Objetivo del ejercicio: Copia sin cambiar nada el pasaje del texto sobre la Escuela de Bellas Artes de Santo Domingo que va desde "La Escuela de" hasta "el Caribe insular.".

Fragmento del texto:
%%

La Escuela de Bellas Artes de Santo Domingo fue creada en 1942, el mismo año en que surgieron las Bienales Nacionales de Artes Plásticas, las primeras de su tipo en el Caribe insular.

La presencia de artistas españoles que aportaron nuevas visiones al proceso de creación y formación en República Dominicana, así como la influencia de las tendencias vanguardistas del arte internacional aportadas por ellos y por artistas dominicanos residentes en Europa y los Estados Unidos, marcaron el panorama en el que se insertó el surgimiento del campo institucional, oficial, de las artes plásticas. Las sucesivas generaciones de graduados de esa escuela, realizaron una penetración al contexto dominicano de gran versatilidad artística, lo que trajo por resultado una práctica de descentramiento, pues en la observación de las realidades nacionales estaba implícita una intención intelectual y consciente de relectura de la propia historia, observada ahora con un doble sentido de introspección-retrospección, y sobre todo con una voluntad indagatoria para establecer nuevos engarces y nexos con el espacio social y cultural de su tiempo.

%%

Registros almacenados:
%%

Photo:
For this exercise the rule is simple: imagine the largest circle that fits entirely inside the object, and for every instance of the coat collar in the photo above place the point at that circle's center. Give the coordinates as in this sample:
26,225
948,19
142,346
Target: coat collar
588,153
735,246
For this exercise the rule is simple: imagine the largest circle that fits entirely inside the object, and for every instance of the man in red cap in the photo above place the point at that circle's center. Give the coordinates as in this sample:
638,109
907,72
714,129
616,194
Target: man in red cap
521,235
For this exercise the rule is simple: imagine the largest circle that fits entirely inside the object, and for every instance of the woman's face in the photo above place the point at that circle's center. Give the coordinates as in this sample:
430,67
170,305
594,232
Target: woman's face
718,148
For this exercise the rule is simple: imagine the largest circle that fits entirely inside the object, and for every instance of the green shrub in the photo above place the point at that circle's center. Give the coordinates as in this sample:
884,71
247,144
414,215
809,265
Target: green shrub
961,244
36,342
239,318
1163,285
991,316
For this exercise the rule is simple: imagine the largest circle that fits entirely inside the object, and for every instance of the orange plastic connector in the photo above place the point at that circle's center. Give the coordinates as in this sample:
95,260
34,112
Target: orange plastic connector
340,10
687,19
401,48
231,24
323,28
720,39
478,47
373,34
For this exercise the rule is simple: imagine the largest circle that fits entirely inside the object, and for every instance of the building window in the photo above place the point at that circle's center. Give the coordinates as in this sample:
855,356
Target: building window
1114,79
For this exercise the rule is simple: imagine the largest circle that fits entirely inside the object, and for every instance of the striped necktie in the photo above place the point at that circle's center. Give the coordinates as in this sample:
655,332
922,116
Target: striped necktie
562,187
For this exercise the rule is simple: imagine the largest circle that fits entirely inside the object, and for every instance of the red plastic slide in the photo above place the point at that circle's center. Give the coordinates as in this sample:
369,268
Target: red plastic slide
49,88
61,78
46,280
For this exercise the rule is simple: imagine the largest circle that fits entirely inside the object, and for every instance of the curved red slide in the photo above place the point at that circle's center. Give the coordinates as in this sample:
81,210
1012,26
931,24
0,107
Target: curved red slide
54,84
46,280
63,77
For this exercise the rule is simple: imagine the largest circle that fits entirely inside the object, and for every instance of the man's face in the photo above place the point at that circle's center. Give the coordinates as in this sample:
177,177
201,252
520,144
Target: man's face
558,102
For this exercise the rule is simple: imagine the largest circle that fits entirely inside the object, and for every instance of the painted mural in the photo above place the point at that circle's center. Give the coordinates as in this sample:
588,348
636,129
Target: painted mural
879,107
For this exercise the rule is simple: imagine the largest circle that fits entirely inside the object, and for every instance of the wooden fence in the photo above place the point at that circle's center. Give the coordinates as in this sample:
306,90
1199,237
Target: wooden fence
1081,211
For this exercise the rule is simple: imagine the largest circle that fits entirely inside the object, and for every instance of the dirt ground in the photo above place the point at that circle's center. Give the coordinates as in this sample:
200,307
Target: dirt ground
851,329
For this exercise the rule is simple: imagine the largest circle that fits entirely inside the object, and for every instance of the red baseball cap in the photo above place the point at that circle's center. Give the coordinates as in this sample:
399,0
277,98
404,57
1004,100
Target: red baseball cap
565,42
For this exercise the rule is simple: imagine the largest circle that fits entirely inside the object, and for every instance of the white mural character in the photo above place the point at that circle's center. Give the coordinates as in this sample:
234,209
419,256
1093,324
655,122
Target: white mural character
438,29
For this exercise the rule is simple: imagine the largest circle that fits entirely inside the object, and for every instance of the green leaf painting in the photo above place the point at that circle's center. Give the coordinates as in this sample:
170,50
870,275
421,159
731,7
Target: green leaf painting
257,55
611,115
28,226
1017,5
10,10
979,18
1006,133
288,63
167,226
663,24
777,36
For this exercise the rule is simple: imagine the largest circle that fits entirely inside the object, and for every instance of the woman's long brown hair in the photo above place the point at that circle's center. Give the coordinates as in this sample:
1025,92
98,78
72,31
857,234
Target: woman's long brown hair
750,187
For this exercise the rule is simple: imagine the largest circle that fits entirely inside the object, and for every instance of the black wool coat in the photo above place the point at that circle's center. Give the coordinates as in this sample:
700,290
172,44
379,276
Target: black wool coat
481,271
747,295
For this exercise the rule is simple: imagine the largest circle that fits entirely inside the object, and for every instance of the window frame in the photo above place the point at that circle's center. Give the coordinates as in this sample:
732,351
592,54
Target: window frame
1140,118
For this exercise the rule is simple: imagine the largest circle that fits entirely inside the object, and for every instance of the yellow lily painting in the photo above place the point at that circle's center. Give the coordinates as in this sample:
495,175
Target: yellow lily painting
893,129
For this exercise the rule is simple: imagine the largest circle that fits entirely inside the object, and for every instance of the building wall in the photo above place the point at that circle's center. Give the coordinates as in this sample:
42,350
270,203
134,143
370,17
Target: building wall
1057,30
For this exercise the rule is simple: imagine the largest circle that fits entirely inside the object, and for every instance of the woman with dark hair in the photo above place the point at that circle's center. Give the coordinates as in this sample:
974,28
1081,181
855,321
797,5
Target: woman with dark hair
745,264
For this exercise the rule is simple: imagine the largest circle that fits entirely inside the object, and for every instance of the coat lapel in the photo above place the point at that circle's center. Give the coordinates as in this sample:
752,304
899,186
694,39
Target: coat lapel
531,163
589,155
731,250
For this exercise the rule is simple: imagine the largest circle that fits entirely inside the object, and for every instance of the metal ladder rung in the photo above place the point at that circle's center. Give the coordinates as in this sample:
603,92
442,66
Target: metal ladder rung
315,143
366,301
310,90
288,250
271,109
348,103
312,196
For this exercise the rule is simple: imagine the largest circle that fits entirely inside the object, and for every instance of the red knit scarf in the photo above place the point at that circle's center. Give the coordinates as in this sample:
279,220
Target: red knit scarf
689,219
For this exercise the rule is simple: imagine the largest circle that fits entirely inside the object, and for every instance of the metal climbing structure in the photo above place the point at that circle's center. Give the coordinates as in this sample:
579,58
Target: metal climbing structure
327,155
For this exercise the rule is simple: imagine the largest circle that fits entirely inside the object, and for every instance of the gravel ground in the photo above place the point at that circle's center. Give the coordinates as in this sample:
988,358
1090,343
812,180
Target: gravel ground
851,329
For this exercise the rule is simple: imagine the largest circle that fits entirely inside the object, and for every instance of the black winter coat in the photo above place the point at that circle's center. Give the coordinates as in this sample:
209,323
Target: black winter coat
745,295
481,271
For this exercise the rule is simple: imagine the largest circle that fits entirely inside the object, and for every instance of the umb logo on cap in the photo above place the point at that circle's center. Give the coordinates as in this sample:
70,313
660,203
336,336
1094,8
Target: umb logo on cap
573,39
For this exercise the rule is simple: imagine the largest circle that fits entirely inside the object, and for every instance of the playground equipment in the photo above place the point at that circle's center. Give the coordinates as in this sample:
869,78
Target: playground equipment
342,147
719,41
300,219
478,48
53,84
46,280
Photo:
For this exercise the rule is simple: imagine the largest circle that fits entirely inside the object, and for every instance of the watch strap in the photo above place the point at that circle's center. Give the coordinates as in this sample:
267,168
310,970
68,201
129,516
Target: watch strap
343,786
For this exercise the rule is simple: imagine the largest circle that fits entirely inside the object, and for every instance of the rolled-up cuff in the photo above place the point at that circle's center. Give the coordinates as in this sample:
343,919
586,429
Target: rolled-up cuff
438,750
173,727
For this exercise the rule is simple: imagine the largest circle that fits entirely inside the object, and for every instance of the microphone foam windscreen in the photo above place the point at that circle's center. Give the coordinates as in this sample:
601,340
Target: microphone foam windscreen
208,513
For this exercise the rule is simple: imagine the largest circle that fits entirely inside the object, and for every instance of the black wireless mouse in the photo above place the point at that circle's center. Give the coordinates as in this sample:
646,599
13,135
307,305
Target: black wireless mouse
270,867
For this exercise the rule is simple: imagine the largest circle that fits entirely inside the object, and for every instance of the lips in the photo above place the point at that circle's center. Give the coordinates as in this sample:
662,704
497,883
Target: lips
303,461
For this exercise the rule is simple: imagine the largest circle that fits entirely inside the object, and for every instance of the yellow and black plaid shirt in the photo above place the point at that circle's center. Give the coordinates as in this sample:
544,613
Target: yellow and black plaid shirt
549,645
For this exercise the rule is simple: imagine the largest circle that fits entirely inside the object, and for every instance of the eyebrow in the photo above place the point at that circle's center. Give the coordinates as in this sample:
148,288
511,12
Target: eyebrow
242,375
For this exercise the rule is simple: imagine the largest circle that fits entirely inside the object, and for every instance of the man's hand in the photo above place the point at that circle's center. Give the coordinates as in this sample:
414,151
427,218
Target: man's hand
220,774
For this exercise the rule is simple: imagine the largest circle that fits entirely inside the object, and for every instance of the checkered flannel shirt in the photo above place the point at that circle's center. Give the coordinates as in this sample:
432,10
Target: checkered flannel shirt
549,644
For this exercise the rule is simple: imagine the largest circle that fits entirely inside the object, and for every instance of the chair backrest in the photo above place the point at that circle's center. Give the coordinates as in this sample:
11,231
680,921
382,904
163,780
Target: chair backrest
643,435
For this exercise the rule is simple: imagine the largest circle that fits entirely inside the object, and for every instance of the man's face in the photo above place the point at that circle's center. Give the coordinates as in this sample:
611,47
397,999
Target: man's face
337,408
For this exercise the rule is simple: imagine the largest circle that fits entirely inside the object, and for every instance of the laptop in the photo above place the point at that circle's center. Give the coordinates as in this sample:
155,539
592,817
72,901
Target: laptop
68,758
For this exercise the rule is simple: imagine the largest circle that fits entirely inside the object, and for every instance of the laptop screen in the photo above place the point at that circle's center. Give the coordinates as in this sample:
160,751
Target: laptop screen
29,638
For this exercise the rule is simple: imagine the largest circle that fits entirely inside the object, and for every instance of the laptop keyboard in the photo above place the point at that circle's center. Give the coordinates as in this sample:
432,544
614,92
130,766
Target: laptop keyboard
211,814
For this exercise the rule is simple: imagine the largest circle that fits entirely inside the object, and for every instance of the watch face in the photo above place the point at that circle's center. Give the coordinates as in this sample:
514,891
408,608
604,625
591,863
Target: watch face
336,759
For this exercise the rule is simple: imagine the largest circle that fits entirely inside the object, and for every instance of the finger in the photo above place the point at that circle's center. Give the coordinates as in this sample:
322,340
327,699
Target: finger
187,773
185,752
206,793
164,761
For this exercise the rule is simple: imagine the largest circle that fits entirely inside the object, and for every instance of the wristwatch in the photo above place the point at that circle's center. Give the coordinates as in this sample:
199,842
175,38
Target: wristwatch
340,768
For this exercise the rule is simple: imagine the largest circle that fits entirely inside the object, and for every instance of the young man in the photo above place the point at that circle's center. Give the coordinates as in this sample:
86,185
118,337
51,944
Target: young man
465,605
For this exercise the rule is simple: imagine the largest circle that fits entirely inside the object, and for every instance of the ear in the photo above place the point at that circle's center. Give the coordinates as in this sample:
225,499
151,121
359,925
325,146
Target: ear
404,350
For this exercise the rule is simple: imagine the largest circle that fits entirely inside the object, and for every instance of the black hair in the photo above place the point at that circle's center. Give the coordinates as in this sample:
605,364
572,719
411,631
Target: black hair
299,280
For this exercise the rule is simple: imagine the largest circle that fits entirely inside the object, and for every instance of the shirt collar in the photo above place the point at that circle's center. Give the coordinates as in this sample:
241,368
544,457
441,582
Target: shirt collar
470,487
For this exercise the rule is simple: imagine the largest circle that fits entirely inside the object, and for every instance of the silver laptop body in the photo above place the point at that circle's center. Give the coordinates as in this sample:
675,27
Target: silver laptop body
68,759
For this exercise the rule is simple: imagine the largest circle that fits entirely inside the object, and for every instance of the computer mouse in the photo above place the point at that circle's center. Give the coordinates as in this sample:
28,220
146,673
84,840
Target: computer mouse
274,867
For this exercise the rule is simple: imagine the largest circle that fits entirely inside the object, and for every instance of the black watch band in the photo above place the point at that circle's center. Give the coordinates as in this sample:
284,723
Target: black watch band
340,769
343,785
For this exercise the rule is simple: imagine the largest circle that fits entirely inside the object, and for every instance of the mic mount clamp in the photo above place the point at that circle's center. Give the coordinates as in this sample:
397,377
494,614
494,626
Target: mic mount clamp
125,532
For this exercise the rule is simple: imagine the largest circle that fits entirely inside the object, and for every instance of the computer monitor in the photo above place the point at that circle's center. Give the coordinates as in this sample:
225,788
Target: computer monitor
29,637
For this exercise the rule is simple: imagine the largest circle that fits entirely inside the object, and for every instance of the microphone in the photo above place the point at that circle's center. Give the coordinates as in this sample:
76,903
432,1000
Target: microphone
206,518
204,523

%%

Resultado del ejercicio:
La Escuela de Bellas Artes de Santo Domingo fue creada en 1942, el mismo año en que surgieron las Bienales Nacionales de Artes Plásticas, las primeras de su tipo en el Caribe insular.